原文抜粋の最初の前提で、余剰次元のpブレーンと等しいとされているものは何か。

* _原文抜粋_:
..........

この問に答えるための手掛かりとして、これまでの章ではダークマターという物質の存在と、余剰次元という別世界の存在について説明してきた。
 いよいよこの章では、このダークマターと余剰次元が、霊魂とどう対応しているのか具体的に考察していくことにする。
 以下の3つの前提を置いてみよう。

●「余剰次元のpブレーン(以下、簡略化して余剰次元と表記する)=霊魂の世界」
● 「余剰次元の粒子(お互いに相互作用するタイプ)=ダークマターの構成要素のひとつ=霊魂の構成要素」
● 「上記粒子が分子のように結合したもの=霊魂や霊界」

 この前提が成立すると仮定した場合に、われわれが臨死体験などの死後の世界の研究を通じて知っている事実をもとに考察すると、この世界はどのような形になっているのか?それをこの章では順を追って考察していこう。

..........

* _抽出資料_:
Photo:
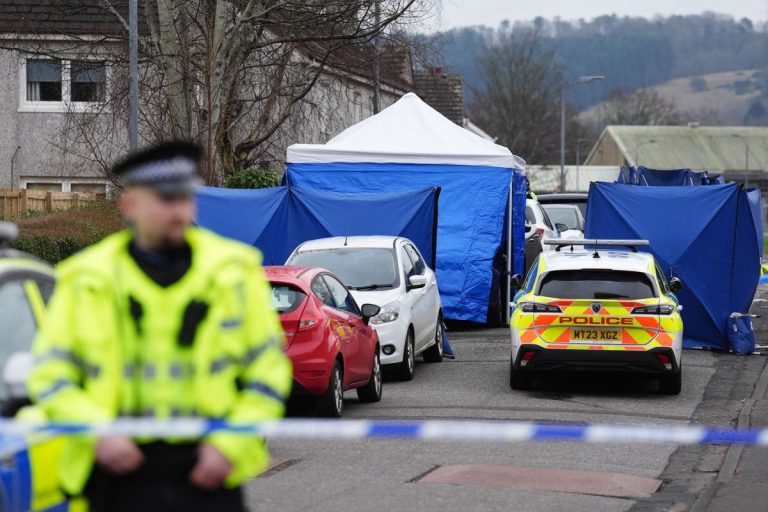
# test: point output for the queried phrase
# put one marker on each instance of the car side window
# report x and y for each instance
(341, 296)
(419, 267)
(320, 289)
(546, 218)
(530, 279)
(662, 281)
(530, 218)
(408, 267)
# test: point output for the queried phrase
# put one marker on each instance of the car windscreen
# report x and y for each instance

..........

* _解答_: 霊魂の世界。